*DATA TO PROCESS:*
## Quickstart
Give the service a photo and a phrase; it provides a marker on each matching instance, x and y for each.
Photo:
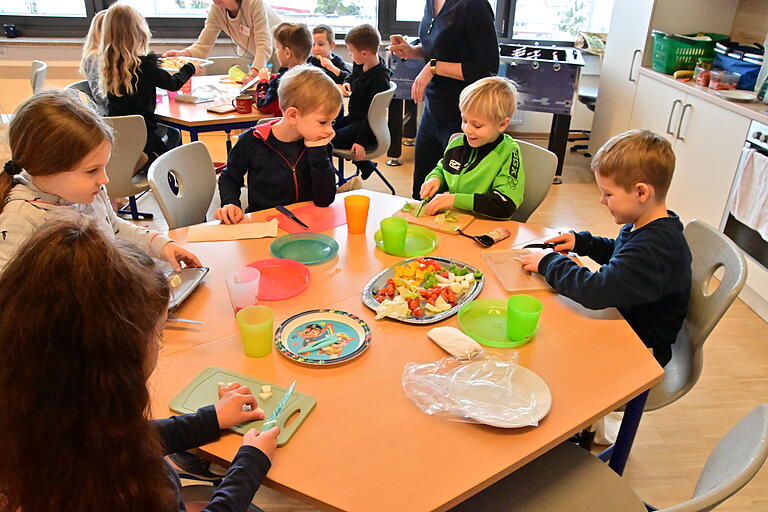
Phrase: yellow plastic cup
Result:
(356, 208)
(523, 313)
(393, 232)
(256, 325)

*ACTIVITY:* Print out the material verbatim, skipping pictures.

*YOUR SOLUTION:*
## Quickstart
Give the service a photo and a phrase; it provides a marker on each matching instance, x and y for each.
Photo:
Phrase: yellow plastic cup
Result:
(356, 208)
(523, 313)
(393, 232)
(256, 325)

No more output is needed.